### Extract provided
+++

In the Lords there will be a similar system, based, bizarrely, on Microsoft Teams rather than Zoom, which MPs will be using to participate from home.
There is some puzzlement among peers about why their House is using a different system, and about why the proceedings at question time (likely to be the most interesting bit of a bland-looking agenda) will not be broadcast as normal.
Parliament's official record, Hansard, is supposed to be rushing out its accounts of the exchanges within a couple of hours, but that's a poor substitute for live broadcasting of sound and pictures.
There is a thought that broadcasting elderly peers perhaps struggling with technology might expose the House to ridicule, but that seems a bit patronising, especially given that the committees and the party groups have been holding virtual meetings with little or no trouble.
Peers will be debating two pieces of legislation non-virtually - the Telecoms Infrastructure Leasehold Bill and the Windrush Compensation Scheme Bill.
Neither is particularly controversial (although as in the Commons, there may be some action around the question of the Chinese telecom firm Huawei's involvement in building the UK 5G network) and there won't be any votes, because the Lords doesn't oppose government legislation at second reading and because the Windrush Bill is a money bill, and all they can do is rubber-stamp it.
Rule changes
So what will the Parliamentarians be doing? The Commons agenda for the week, set out before the Easter recess, looks set to be scrapped - with the sittings on Thursday and on Friday (for private members' bills) cancelled altogether.
The announcement will be made on Tuesday in a business statement by the Leader of the House, Jacob Rees Mogg, and he will probably cancel a number of other proceedings, including Delegated Legislation Committees.

+++

### Record extracts
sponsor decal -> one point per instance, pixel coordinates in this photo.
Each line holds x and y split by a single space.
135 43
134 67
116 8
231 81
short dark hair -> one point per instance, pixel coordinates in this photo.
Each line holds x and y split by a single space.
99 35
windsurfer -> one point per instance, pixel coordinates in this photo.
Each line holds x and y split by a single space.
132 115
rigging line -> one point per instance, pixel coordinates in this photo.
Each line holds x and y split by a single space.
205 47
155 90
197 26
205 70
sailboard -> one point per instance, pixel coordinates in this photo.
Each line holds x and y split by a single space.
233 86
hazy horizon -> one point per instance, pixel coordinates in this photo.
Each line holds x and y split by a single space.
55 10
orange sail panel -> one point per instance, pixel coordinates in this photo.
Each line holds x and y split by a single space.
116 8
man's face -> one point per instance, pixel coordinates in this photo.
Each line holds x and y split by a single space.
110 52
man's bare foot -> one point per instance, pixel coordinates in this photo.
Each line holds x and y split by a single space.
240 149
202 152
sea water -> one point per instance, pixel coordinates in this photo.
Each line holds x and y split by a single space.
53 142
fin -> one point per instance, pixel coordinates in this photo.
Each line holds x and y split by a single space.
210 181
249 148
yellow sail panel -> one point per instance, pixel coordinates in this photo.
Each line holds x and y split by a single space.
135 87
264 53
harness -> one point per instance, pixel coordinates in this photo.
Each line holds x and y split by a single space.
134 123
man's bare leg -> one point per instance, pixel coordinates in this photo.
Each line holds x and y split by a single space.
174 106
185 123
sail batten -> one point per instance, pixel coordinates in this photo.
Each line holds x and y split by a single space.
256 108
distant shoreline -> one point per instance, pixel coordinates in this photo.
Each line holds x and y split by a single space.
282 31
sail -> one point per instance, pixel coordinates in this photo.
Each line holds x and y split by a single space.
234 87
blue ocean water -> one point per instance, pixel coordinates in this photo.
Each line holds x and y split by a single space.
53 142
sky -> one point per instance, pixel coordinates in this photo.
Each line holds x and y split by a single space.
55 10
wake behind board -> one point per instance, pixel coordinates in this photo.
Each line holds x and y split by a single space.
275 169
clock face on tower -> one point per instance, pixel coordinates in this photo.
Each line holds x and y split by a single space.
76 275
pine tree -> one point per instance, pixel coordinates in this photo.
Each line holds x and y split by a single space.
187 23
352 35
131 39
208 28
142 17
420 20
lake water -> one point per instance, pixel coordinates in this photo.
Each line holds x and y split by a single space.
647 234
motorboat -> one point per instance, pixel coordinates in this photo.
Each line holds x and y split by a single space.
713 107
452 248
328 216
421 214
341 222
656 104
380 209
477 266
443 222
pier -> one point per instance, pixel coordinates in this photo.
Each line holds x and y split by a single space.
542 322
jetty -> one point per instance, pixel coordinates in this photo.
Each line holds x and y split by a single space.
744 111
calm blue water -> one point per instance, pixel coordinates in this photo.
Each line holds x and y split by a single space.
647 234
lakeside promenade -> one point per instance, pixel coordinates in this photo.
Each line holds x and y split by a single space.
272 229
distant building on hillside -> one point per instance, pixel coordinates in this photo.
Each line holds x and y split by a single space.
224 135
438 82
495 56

+++

### Complete the following
a – From the article on Parliament's virtual sittings above, extract the passage that starts at the words "Neither is particularly" and ends after "bills) cancelled altogether.".
b – In the Parliament article above, shorten the paragraph that begins "Neither is particularly controversial" and keep its main facts.
c – Carry on the article about Parliament's virtual sittings above, starting after its last sentence.

### Results
a –
Neither is particularly controversial (although as in the Commons, there may be some action around the question of the Chinese telecom firm Huawei's involvement in building the UK 5G network) and there won't be any votes, because the Lords doesn't oppose government legislation at second reading and because the Windrush Bill is a money bill, and all they can do is rubber-stamp it.
Rule changes
So what will the Parliamentarians be doing? The Commons agenda for the week, set out before the Easter recess, looks set to be scrapped - with the sittings on Thursday and on Friday (for private members' bills) cancelled altogether.

b – Neither bill is especially controversial, though Huawei's role in the UK 5G network may draw some attention, as in the Commons. There will be no votes: the Lords does not oppose government legislation at second reading, and the Windrush Bill is a money bill that peers can only rubber-stamp.

c –
There will be a motion to change the rules of the Commons to allow MPs to participate remotely in question times and statements, and, if agreed, that will kick in on Wednesday.
The whips are emphasising that there will be no advantage to be had from coming into the chamber to take part - MPs there will be no more likely to be called than those participating online.
And there could be any number of urgent questions on aspects of the coronavirus crisis. Tuesday's scheduled Justice Questions will be postponed.
Budget measures
The highly controversial Immigration and Social Security Coordination Bill, an important Brexit measure, was due for its second reading debate on Tuesday - but that would certainly have resulted in a contested division at the end of the day, and many MPs would not have been able to participate, so it seems likely to be postponed (perhaps with the thought that, in the era of the pandemic, population movements will be less of an issue for a while).
On Wednesday, MPs were due to debate the Finance Bill, which puts the measures in the Budget (remember that?) into law.
Under the Provisional Collection of Taxes Act, the tax changes in the Budget can go ahead immediately, so long as the Finance Bill receives a second reading in the Commons within 30 sitting days - so there is plenty of time for that to happen, and the second reading will probably now be on Monday 27 April.
Wednesday's main Commons event will be Prime Minister's Questions, but who will be participating?
Still recovering from his spell in intensive care, Boris Johnson seems unlikely to be present, so the assumption is that First Secretary Dominic Raab will deputise.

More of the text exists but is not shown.